Question

Write an equation for a parabola with endpoints of the latus rectum at (-2, 3) and (-2, 15) and the directrix at x = 4.

Answer 1

Given:

The endpoints of the latus rectum at (-2, 3) and (-2, 15).

The directrix at x = 4.

To find:

The equation of the parabola.

Solution:

The equation of the parabola is:

`(y-k)^2=4p(x-h)` ...(1)

Where,
`x=h-p` is directrix and
`(h+p,k\pm |2p|),p<0` are the end point of the latus rectum.

The directrix at x = 4. So,

`h-p=4` ...(i)

The endpoints of the latus rectum at (-2, 3) and (-2, 15). So,

`(h+p,k-|2p|)=(-2,3)`

`(h+p,k+|2p|)=(-2,15)`

Now,

`h+p=-2` ...(ii)

`k-2p=3` ...(iii)

`k+2p=15` ...(iv)

Adding (i) and (ii), we get

`2h=2`

`h=1`

Putting
`h=1` in (i), we get

`1-p=4`

`-p=4-1`

`-p=3`

`p=-3`

Putting
`p=-3` in (iii), we get

`k-|2(-3)|=3`

`k-6=3`

`k=3+6`

`k=9`

Putting
`h=1,p=-3,k=9` in (1), we get

`(y-(9))^2=4(-3)(x-1)`

`(y-9)^2=-12(x-1)`

Therefore, the required equation of the parabola is
`(y-9)^2=-12(x-1)`.

• [Record extracts]:
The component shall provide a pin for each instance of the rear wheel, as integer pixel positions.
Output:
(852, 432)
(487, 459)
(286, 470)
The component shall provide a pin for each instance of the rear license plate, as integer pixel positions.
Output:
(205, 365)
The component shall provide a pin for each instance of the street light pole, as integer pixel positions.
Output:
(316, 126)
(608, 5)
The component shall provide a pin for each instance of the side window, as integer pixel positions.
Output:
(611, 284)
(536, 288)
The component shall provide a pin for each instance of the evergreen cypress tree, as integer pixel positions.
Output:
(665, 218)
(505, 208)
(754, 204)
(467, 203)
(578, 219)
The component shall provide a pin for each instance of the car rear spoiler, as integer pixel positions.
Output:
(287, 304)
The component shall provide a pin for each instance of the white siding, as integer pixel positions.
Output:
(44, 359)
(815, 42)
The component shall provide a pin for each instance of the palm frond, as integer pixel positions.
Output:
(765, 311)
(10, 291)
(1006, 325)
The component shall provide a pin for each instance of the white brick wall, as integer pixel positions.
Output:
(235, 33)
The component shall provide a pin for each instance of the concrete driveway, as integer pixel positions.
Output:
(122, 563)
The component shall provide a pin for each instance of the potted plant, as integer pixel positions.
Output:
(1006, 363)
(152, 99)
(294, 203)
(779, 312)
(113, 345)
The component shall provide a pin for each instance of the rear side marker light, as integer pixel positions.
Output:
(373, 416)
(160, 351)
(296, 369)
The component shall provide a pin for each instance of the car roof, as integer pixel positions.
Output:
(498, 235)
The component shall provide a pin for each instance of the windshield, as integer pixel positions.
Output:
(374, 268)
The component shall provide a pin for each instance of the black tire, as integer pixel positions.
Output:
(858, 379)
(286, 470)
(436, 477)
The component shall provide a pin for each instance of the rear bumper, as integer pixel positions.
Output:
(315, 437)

• [Required tasks]:
a) From the parabola solution, quote the part that opens with the words containing "Write an equation" and closes with "of the parabola.".
b) What final equation does the parabola solution give for the parabola?
c) Rewrite the paragraph of the parabola solution that begins "Where," as a short list.

• [Response list]:
a)
Write an equation for a parabola with endpoints of the latus rectum at (-2, 3) and (-2, 15) and the directrix at x = 4.

Answer 1

Given:

The endpoints of the latus rectum at (-2, 3) and (-2, 15).

The directrix at x = 4.

To find:

The equation of the parabola.

b) (y-9)^2=-12(x-1)

c)
- Directrix: x = h − p
- Endpoints of the latus rectum: (h + p, k ± |2p|), with p < 0